_WHAT YOU HAVE TO DO_
Write out again the part of the records that opens with the line containing "For every instance of the white lower" and runs through the end of the records, both ends included. Copy the request lines unchanged, but multiply every coordinate in the answers by 1.45 and round each result to a whole number, rounding halves up.

### RECORDS FOR PROCESSING ###

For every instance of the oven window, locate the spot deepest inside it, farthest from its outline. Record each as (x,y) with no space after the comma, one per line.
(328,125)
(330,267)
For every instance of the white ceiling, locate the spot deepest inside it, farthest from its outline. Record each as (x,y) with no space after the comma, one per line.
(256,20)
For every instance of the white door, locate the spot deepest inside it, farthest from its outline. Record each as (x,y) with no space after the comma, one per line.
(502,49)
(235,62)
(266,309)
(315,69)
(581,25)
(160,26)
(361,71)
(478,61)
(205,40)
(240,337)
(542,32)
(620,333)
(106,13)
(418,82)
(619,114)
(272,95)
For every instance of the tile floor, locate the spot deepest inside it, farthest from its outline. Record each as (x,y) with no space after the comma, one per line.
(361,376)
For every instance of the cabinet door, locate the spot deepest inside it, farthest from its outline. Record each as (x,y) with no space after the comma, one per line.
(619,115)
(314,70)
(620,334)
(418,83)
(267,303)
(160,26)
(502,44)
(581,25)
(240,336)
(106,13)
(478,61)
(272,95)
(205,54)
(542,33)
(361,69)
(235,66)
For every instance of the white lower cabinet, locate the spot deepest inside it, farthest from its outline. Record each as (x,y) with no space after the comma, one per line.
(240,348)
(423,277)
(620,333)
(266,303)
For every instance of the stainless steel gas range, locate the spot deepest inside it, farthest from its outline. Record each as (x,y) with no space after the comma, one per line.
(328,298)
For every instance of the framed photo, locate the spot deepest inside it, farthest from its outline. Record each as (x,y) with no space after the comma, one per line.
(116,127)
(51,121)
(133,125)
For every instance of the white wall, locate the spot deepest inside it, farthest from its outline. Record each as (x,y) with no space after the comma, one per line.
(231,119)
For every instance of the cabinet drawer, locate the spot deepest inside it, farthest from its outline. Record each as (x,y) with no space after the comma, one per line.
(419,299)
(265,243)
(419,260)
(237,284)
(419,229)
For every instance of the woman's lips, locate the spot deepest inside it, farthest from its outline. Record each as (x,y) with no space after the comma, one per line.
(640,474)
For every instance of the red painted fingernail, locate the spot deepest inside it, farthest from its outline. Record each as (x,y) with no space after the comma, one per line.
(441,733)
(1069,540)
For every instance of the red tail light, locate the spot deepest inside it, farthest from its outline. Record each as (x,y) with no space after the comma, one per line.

###

_ANSWER IN FULL_
For every instance of the white lower cabinet, locate the spot deepest inside it, farthest from its outline. Record each as (x,y) with no space after the comma, one per line.
(348,505)
(613,402)
(899,483)
(386,439)
For every instance of the stainless steel gas range, locate the spot deepest inside it, farthest from its outline. Record each as (x,y) with no space after the comma, one per line.
(476,432)
For every instance of the framed photo, locate the spot deepest inside it, farthest from its outline. Record each as (x,y) with no space after the comma, one per line.
(168,184)
(74,175)
(193,181)
For every instance of the white wall, locate the spot deepest inside it, farthest from its outline. Record each as (x,y) with no space after the comma, one per line.
(335,173)
For every instance of the cabinet drawer, locate the spot deepest inside it, farthest from its outline. Record each as (x,y) with no space after the comma, one per line.
(608,434)
(384,352)
(608,377)
(344,412)
(608,332)
For every instance of the woman's lips, locate the spot deepest inside it, farthest from its outline. Record each as (x,y) with no space after the comma, one per line.
(928,687)
For every instance of the red painted fingernail, locate the spot deepest inside it, farthest from its outline. Record each as (x,y) with no space after the comma, one per line.
(639,1063)
(1550,783)
For every instance of the red tail light, locate the spot deepest inside it, farthest from its outline. Record each as (x,y) with no space after the comma, one per line.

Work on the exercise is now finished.